From the line containing "If you could tag the dark night" through the last line of the entries below, transcribe each line exactly, excluding any picture.

▬▬▬▬▬▬

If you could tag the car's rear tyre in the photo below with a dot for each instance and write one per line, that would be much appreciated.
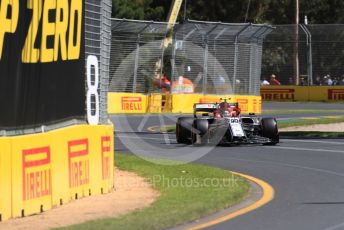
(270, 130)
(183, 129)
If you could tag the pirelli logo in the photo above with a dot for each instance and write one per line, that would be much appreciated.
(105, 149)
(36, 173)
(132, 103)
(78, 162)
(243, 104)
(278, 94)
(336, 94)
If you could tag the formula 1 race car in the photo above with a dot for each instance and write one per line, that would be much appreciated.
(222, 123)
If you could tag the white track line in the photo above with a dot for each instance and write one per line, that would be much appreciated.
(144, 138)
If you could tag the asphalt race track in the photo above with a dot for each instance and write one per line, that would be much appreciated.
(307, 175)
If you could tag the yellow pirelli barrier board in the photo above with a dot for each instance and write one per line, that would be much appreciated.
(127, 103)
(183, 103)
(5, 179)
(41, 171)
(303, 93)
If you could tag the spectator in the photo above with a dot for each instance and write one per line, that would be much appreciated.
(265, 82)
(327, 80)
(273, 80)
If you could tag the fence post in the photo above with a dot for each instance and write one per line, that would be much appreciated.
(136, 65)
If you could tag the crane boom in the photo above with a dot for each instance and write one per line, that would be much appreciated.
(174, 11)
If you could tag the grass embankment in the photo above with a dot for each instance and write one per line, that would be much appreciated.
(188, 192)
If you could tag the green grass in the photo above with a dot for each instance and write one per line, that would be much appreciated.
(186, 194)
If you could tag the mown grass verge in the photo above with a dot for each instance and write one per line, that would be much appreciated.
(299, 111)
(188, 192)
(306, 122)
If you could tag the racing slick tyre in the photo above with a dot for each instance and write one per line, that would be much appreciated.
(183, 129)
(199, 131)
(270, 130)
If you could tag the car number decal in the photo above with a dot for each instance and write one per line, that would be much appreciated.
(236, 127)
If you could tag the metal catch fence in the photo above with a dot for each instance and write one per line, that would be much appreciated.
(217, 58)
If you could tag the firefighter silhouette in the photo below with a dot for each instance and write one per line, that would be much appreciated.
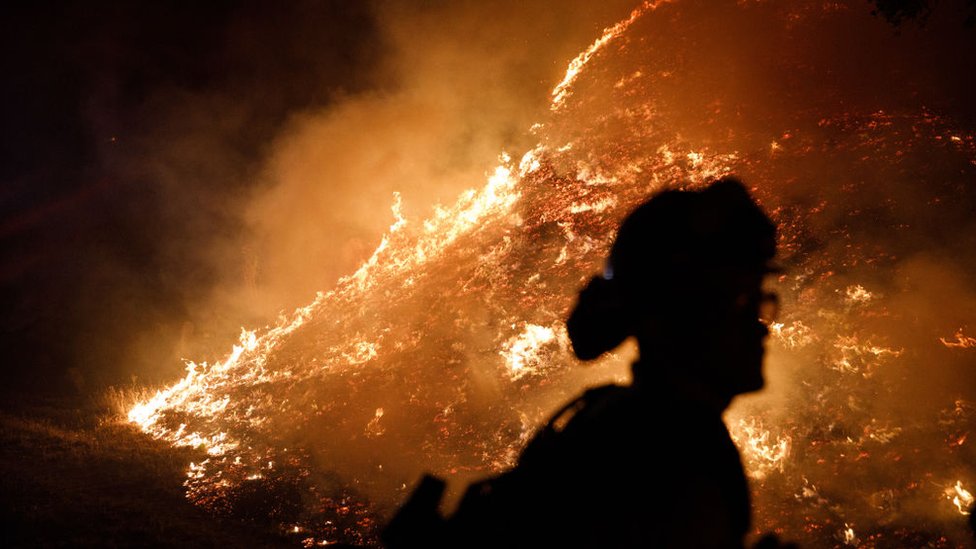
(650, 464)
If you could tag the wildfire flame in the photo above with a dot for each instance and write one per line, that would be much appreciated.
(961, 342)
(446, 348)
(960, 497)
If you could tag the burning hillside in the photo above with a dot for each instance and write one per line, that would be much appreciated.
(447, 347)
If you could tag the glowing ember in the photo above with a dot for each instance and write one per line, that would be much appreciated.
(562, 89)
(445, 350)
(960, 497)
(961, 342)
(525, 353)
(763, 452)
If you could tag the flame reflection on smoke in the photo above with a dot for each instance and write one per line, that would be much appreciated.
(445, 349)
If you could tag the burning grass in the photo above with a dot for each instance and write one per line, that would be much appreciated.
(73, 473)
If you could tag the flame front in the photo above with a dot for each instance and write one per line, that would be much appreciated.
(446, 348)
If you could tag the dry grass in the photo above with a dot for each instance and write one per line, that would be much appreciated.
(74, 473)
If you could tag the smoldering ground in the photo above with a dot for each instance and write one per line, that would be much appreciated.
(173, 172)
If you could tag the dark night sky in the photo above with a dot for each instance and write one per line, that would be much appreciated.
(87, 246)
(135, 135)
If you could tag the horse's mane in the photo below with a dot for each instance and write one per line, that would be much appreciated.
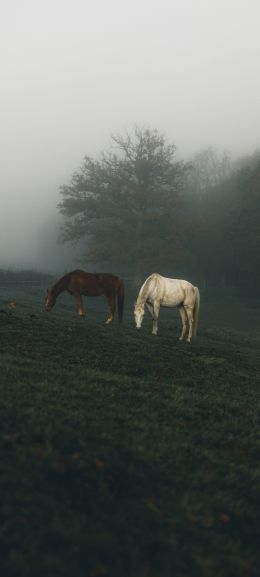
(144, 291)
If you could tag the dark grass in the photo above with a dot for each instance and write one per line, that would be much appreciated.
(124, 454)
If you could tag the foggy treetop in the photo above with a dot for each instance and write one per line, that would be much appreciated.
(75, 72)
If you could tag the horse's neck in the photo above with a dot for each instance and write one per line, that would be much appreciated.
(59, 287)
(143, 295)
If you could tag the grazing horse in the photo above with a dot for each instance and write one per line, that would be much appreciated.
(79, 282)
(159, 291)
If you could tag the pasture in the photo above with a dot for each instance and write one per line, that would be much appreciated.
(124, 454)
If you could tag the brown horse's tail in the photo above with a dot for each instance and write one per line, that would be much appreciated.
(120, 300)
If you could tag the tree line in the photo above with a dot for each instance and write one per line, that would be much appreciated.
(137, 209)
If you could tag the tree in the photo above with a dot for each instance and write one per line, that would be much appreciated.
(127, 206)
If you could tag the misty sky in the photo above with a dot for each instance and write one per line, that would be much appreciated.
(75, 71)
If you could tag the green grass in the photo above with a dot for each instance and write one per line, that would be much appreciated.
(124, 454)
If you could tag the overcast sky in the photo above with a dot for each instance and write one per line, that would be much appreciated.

▬▬▬▬▬▬

■ **Response area**
If you could tag the dark night sky in the photo above with a dot for each instance and write one per line, that would be much appreciated.
(87, 246)
(135, 135)
If you could tag the horse's mane in the photo below with a dot for each instance and write one per line, that would be much appreciated.
(144, 291)
If you could tag the dark grass in the photo above with a dot for each instance and write one per line, that would be much appreciated.
(124, 454)
If you could tag the foggy treetop in the photo above with a dot for each instance and write one per line, that would be much appreciated.
(75, 72)
If you could tag the horse's neck in the photo above with a dot for each instance and write one per line, that would be much appreciated.
(59, 287)
(143, 295)
If you could tag the grazing horse in the photo above with a dot for each instance and write one per line, that would be much appreciated.
(79, 282)
(159, 291)
If you could tag the pasture in the photo above with a dot for each instance and write one per line, that would be much appreciated.
(124, 454)
If you could tag the brown horse's tail in the photo above with a dot for each instance and write one per line, that would be much appreciated.
(120, 300)
If you could tag the tree line in the photo above with a dot for each instance and write one per line, that would be much appreciated.
(137, 209)
If you could tag the tree in the photo above with a dot for each instance and write one per line, that would be much appreciated.
(127, 206)
If you could tag the misty sky in the photo above with a dot for each instance and write one per line, that would be much appreciated.
(75, 71)
If you could tag the green grass in the photo above with a dot for each instance and write one per line, that would be much appreciated.
(124, 454)
If you could tag the overcast sky in the photo above with a dot for each instance and write one per line, that would be much appreciated.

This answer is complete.